__About this task__:
The result should be every line in the material below containing the string "instance".

__Input data__:
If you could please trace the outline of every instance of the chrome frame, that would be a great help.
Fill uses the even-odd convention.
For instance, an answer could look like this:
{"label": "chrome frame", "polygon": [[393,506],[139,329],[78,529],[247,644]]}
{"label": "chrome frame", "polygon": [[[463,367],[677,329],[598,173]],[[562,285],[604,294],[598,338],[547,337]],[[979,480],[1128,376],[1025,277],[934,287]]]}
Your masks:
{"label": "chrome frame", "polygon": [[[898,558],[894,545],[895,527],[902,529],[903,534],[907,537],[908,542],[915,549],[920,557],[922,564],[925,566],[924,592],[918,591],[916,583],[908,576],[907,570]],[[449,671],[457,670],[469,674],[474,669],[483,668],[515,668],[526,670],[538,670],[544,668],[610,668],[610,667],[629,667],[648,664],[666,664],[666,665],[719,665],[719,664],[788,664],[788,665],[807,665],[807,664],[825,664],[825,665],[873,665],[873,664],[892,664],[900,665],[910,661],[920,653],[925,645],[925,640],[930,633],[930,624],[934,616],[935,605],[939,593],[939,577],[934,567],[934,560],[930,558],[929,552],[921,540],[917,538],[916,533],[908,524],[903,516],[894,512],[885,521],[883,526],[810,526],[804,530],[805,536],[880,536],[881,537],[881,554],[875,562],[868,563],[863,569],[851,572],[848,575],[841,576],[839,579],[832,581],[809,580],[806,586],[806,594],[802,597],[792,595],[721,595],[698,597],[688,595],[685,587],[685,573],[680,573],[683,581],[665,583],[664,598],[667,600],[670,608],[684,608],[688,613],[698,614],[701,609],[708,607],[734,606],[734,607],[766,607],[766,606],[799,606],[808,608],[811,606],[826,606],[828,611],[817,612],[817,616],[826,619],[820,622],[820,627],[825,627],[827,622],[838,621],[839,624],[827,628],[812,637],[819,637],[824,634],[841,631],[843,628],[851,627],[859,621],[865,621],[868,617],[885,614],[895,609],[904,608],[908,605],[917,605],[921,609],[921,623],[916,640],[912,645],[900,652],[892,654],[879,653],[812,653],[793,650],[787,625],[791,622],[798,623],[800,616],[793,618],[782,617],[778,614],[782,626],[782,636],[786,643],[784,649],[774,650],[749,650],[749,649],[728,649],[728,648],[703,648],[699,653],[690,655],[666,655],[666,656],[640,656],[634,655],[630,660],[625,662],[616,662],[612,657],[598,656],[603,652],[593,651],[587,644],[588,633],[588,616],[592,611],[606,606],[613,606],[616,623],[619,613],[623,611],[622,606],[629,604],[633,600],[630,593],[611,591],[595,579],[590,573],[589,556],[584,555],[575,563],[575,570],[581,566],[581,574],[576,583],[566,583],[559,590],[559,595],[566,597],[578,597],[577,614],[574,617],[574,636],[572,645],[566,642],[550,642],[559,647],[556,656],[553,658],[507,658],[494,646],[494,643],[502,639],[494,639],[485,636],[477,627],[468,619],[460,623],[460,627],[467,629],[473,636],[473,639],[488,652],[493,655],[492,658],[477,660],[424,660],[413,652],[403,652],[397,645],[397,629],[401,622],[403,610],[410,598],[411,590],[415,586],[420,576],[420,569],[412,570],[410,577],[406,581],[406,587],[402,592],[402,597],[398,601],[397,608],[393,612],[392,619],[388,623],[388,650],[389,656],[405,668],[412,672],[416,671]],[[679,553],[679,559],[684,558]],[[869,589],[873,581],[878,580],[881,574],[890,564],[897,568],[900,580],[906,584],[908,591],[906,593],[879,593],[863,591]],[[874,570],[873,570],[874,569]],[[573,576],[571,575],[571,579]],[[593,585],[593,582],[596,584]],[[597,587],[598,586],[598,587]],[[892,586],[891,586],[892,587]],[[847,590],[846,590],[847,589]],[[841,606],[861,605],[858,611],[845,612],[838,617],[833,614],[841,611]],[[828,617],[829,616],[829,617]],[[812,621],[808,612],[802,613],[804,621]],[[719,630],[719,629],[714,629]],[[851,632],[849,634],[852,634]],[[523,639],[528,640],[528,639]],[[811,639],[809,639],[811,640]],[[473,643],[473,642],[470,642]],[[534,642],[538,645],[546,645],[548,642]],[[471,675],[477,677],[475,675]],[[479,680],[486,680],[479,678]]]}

__Solution to the problem__:
If you could please trace the outline of every instance of the chrome frame, that would be a great help.
For instance, an answer could look like this:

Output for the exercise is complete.